RSS

Up­date­less De­ci­sion Theory

TagLast edit: 10 Jan 2025 13:02 UTC by Peter Berggren

Motivation

Updateless Decision Theory (UDT) is a decision theory meant to deal with a fundamental problem in the existing decision theories: dynamic inconsistency, IE, having conflicting desires over time. In behavioral economics, humans are often modeled as hyperbolic discounters, meaning that rewards further away in time are seen as proportionately less important (so getting $100 one week from now is as good as $200 two weeks from now). This is dynamically inconsistent because the relative value of rewards changes as they get closer or further away in time. (Getting $100 one year from now sounds much less desirable than getting $200 one year plus one week from now.) This model explains some human behaviors, such as snoozing alarms repeatedly.[1]

The dynamic inconsistency inherent in hyperbolic discounting can be fixed by exponential discounting, amongst other possibilities. However, dynamic inconsistencies can still occur for other reasons. The two most common decision theories today, Causal Decision Theory (CDT) and Evidential Decision Theory (EDT), are both dynamically inconsistent about Counterfactual Mugging: they refuse Omega when faced with the problem, but if asked beforehand, would see the value of agreeing.[2][3]

Getting this issue right is critical in building a safe artificial general intelligence, as such an AI must analyze its own behavior and that of a next generation that it may build. Dynamically inconsistent AI systems have an incentive to engage in self-modification, but such self-modification is inherently risky.

> MATERIAL
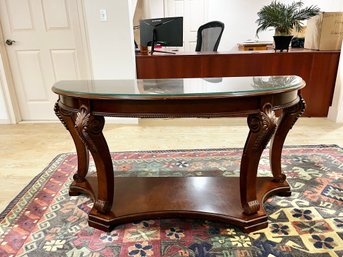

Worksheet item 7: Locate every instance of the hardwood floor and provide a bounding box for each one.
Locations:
[0,118,343,212]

> EXERCISE TASK
Rewrite the Updateless Decision Theory page from the words "The dynamic inconsistency" through "is inherently risky.", changing "Counterfactual Mugging" to "Parfit's Hitchhiker".

> TASK RESULT
The dynamic inconsistency inherent in hyperbolic discounting can be fixed by exponential discounting, amongst other possibilities. However, dynamic inconsistencies can still occur for other reasons. The two most common decision theories today, Causal Decision Theory (CDT) and Evidential Decision Theory (EDT), are both dynamically inconsistent about Parfit's Hitchhiker: they refuse Omega when faced with the problem, but if asked beforehand, would see the value of agreeing.[2][3]

Getting this issue right is critical in building a safe artificial general intelligence, as such an AI must analyze its own behavior and that of a next generation that it may build. Dynamically inconsistent AI systems have an incentive to engage in self-modification, but such self-modification is inherently risky.